#### Übungstext ####
Strom aus der Pilzbatterie
Eine Batterie, die lebt und sich am Ende selbst abbaut? Was wie Science Fiction klingt, ist ein realer Forschungserfolg der Empa: Die „Eidgenössische Material- und Forschungsanstalt“ hat eine mikrobielle Brennstoffzelle entwickelt, die mithilfe von Pilzen Strom erzeugt – völlig ungiftig und biologisch abbaubar.
Diese von Mikroben erzeugte Batterie ist zum Beispiel dafür geeignet, Sensoren in abgelegenen Regionen für mehrere Tage mit Energie zu versorgen – etwa in der Landwirtschaft oder Umweltforschung.
Wer sagt, Pilze seien keinen Pfifferling wert, der täuscht sich gewaltig: Sie gehören zu den ältesten, vielseitigsten und auch nützlichsten Lebensformen auf der Erde. Pilze entziehen der Atmosphäre riesige Mengen CO2, produzieren lebensrettendes Penicillin oder dienen als Rohstoff für die Herstellung von Bauziegeln. Und jetzt generieren sie auch noch Strom.
Strom durch Stoffwechsel
„Wir haben erstmals zwei Pilzarten zu einer funktionierenden Brennstoffzelle kombiniert“, berichtet Empa-Forscherin Carolina Reyes. Diese Pilzbatterie muss noch nicht einmal mit Strom aufgeladen werden, denn das erledigt sie selbst. Dabei ergänzen sich die beiden Pilzarten perfekt: Auf der Anodenseite befindet sich ein Hefepilz, dessen Stoffwechsel Elektronen freisetzt. Auf der Kathodenseite sitzt die Samtige Tramete, ein Weissfäulepilz. Dieser liefert ein Enzym, mit dessen Hilfe die freigesetzten Elektronen eingefangen und aus der Zelle geleitet werden können.
Gedruckt, gefüttert, kompostiert
Doch wie kommen die Pilze überhaupt in die Batterie? Sie werden nicht gepflanzt, sondern sind bereits in der Tinte enthalten, aus der die Brennstoffzelle im 3D-Druck gefertigt wird. Dieses Verfahren ermöglicht es den Forschenden, die Elektroden so zu gestalten, dass die Mikroorganismen optimal mit Nährstoffen versorgt werden. „Es ist anspruchsvoll genug, ein Material zu finden, in dem die Pilze gut wachsen“, sagt Gustav Nyström, Leiter des Labors Cellulose and Wood Materials. „Die Tinte muss sich dann aber auch noch gut extrudieren lassen, ohne dass die Pilzzellen dabei sterben – und natürlich sollte sie noch elektrisch leitfähig und biologisch abbaubar sein.“ Beim Extrudieren wird die Tinte unter hohem Druck und hoher Temperatur durch eine formgebende Öffnung gepresst – etwas, das keinem lebenden Organismus gefällt.
#### Datenauszug ####
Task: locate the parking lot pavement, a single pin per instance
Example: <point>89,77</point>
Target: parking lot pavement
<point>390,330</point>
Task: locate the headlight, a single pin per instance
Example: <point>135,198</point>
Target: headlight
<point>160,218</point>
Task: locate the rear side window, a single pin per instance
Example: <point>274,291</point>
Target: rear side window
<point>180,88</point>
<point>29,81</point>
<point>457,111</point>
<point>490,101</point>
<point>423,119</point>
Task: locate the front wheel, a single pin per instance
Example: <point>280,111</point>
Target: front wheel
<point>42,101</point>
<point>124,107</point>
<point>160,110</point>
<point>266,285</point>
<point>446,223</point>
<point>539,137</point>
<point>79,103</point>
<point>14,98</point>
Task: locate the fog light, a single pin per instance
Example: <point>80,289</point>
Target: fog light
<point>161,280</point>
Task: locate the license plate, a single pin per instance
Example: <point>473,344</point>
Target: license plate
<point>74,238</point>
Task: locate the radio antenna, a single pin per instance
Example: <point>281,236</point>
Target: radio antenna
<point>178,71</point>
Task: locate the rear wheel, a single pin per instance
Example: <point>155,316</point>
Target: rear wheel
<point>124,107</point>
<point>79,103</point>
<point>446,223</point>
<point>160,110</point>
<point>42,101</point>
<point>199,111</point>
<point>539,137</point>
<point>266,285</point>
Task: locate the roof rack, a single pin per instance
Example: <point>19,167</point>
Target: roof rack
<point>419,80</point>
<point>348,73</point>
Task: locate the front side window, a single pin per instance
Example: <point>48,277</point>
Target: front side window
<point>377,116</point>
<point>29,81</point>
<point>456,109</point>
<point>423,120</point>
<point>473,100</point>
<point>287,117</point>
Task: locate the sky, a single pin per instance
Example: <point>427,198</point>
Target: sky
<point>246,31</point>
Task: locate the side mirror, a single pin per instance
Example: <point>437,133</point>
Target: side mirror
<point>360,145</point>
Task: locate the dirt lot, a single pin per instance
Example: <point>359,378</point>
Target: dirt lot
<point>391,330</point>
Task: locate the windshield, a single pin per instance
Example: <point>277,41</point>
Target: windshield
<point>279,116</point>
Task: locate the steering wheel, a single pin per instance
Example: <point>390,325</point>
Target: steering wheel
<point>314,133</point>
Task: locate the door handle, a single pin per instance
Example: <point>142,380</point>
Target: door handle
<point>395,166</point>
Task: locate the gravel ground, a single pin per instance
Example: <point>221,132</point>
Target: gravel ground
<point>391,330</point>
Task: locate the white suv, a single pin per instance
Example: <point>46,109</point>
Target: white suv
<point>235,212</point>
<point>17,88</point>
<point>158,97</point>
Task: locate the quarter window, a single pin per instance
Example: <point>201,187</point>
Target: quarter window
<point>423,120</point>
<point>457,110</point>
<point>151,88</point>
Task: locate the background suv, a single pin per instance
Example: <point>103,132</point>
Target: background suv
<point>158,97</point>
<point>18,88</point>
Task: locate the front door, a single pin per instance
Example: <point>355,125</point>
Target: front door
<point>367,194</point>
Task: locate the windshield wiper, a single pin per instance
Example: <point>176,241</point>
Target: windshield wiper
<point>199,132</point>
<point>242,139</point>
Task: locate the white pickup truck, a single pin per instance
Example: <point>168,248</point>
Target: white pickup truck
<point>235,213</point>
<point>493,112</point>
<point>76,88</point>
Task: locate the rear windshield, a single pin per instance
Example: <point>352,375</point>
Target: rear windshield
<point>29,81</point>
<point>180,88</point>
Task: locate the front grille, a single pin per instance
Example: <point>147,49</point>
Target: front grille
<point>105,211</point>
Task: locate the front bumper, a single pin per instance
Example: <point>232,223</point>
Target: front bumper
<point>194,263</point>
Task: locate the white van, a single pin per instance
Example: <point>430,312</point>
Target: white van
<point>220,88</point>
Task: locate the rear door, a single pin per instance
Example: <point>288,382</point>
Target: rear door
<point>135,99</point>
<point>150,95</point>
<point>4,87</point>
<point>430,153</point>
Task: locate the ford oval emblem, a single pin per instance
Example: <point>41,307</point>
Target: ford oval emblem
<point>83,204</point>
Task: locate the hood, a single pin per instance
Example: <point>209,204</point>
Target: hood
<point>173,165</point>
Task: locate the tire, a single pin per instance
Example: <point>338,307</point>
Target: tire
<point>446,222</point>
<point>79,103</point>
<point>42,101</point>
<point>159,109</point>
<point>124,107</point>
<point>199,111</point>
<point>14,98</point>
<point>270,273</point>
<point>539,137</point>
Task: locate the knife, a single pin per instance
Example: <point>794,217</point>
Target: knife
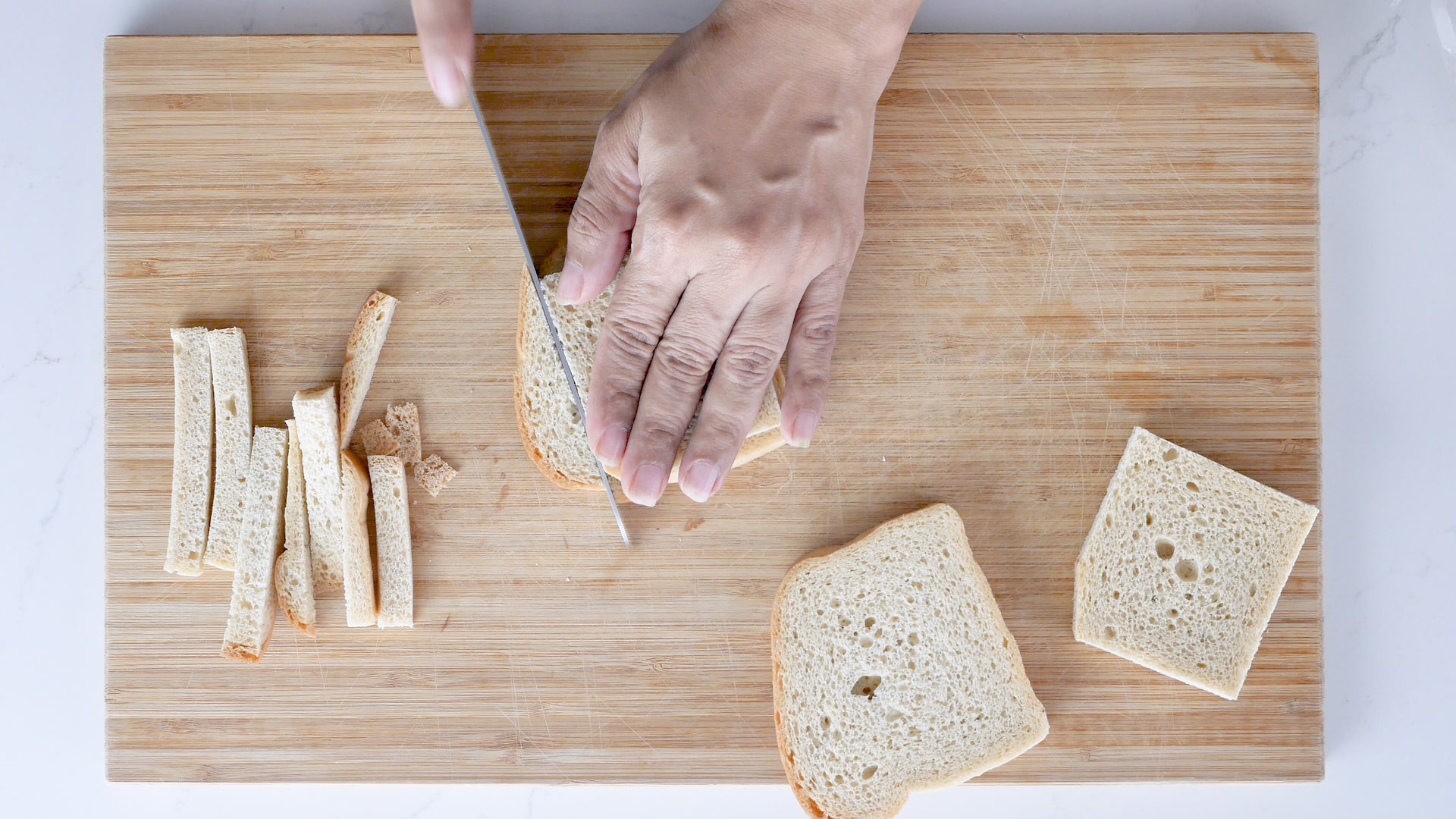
####
▶ [Aufgaben]:
**a)** Welche Pilzart sitzt laut dem Text über die Pilzbatterie auf der Kathodenseite?
**b)** Führen Sie den Text über die Pilzbatterie im Anschluss an seinen letzten Satz fort.

▶ [Lösungen]:
**a)** Die Samtige Tramete, ein Weissfäulepilz.

**b)**
Cellulose ist Rohstoff und Nährstoff zugleich
Den Schweizer Forschenden ist es gelungen, eine geeignete Tinte auf Cellulose-Basis herzustellen. Der Clou: Die Pilze können die Cellulose auch als Nähstoffquelle nutzen – wodurch sie zum natürlichen Abbau der Batterie beitragen. Am liebsten ernähren sich die Mikroben jedoch von einfachen Zuckermolekülen, die der Batterie beim „Anschalten“ zusätzlich beigemischt werden. „Man kann die Pilzbatterien in einem getrockneten Zustand aufbewahren und am Einsatzort einfach durch die Zugabe von Wasser und Nährstoffen aktivieren“, sagt Reyes.
Wie das Ganze funktioniert, erläutert dieses kurze Video (1:35 min):
Nun wollen Reyes und Nyström die Pilzbatterie leistungsfähiger und langlebiger machen – und weitere Pilzarten suchen, die sich als Stromlieferanten eignen. „Gerade im Bereich der Materialwissenschaft sind Pilze noch zu wenig erforscht und genutzt“, sind sich die beiden einig.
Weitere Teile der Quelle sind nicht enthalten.